▸ **Page excerpt**
────────────────────

Danish chef wants to launch gourmet dining to stratosphere

Danish chef Rasmus Munk wants to take high-end cuisine to the edge of space, with plans to serve up a stratospheric dining experience in 2025, his restaurant said Thursday.

Danish chef wants to launch gourmet dining to stratosphere

“The expedition will take place aboard Space Perspective Spaceship Neptune, the world’s first carbon-neutral spaceship,” Alchemist, the Copenhagen restaurant that has earned Munk two Michelin stars, said in a statement.

“They will dine as they watch the sunrise over the Earth’s curvature” at an altitude of 100,000 feet (30,000 metres) above sea level, it said.

For $495,000 per ticket, six tourists will embark on a six-hour journey in a pressurised space capsule that will rise into the stratosphere in a hydrogen-filled “SpaceBalloon”.

The 32-year-old chef and self-confessed space enthusiast will be joining the trip.

READ ALSO: World-famous Copenhagen restaurant to close after 2024

Munk promises “dishes inspired by the role of space exploration during the last 60 years of human history, and the impact it has had on our society — both scientifically and philosophically”.

His menu will be restricted only by his inability to cook food over an open flame.

Many of the ingredients will be prepared on the ship from which the capsule is launched, according to Alchemist, which is ranked fifth among the world’s restaurants in 2023 according to the World’s Best 50 Restaurants guide.

In recent decades, Denmark has emerged as a gastronomical powerhouse on terra firma, with the Copenhagen restaurants Noma and Geranium both having held the title of the world’s best restaurant.

────────────────────

▸ **What this exercise asks**
• a. In the article about the stratosphere dinner, what is the price of one ticket?
• b. Swap "capsule" for "pod" in the article about the stratosphere dinner, between "For $495,000 per" and "50 Restaurants guide.", inclusive, and write that stretch out.
• c. List every restaurant mentioned by name in the article about the stratosphere dinner.
The lines after this point have no connection to the article about the stratosphere dinner.

────────────────────

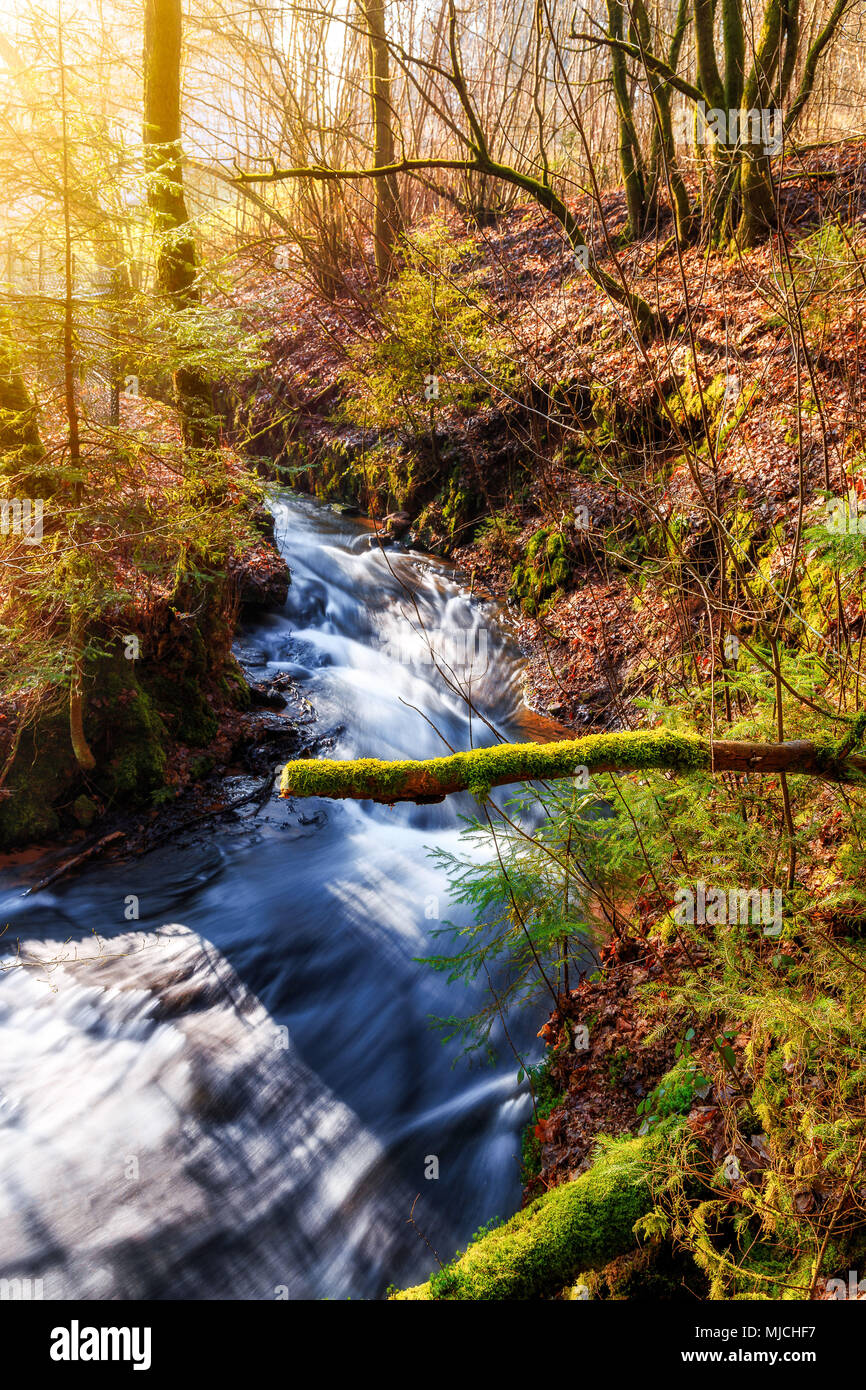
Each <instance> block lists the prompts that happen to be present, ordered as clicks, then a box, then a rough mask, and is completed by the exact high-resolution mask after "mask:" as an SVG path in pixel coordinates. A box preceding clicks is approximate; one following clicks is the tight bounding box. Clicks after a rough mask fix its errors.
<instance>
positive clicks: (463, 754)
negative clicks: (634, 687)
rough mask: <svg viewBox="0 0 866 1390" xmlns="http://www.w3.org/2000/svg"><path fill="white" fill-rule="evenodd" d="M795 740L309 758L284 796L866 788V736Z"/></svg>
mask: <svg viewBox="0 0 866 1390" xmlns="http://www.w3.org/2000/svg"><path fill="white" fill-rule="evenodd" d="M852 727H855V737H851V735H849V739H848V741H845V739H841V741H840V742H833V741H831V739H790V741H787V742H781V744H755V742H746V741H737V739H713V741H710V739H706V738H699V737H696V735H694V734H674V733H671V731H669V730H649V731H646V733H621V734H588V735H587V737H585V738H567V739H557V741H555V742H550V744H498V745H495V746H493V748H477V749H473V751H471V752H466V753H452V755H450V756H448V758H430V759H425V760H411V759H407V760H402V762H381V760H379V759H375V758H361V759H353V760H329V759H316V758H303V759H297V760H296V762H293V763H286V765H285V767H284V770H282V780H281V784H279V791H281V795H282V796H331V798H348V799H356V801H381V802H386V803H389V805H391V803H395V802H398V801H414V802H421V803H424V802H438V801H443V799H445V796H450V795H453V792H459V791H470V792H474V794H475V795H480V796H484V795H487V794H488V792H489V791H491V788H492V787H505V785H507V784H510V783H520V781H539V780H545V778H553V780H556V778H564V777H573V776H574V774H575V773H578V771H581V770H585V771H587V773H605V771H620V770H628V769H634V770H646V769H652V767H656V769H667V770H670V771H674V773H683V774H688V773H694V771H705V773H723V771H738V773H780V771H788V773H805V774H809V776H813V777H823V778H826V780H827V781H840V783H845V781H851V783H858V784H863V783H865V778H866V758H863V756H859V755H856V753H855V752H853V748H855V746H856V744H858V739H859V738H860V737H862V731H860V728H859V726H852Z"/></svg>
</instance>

────────────────────

▸ **Solutions to the exercise**
• a. $495,000 per ticket.

• b.
For $495,000 per ticket, six tourists will embark on a six-hour journey in a pressurised space pod that will rise into the stratosphere in a hydrogen-filled “SpaceBalloon”.

The 32-year-old chef and self-confessed space enthusiast will be joining the trip.

READ ALSO: World-famous Copenhagen restaurant to close after 2024

Munk promises “dishes inspired by the role of space exploration during the last 60 years of human history, and the impact it has had on our society — both scientifically and philosophically”.

His menu will be restricted only by his inability to cook food over an open flame.

Many of the ingredients will be prepared on the ship from which the pod is launched, according to Alchemist, which is ranked fifth among the world’s restaurants in 2023 according to the World’s Best 50 Restaurants guide.

• c. Alchemist, Noma, Geranium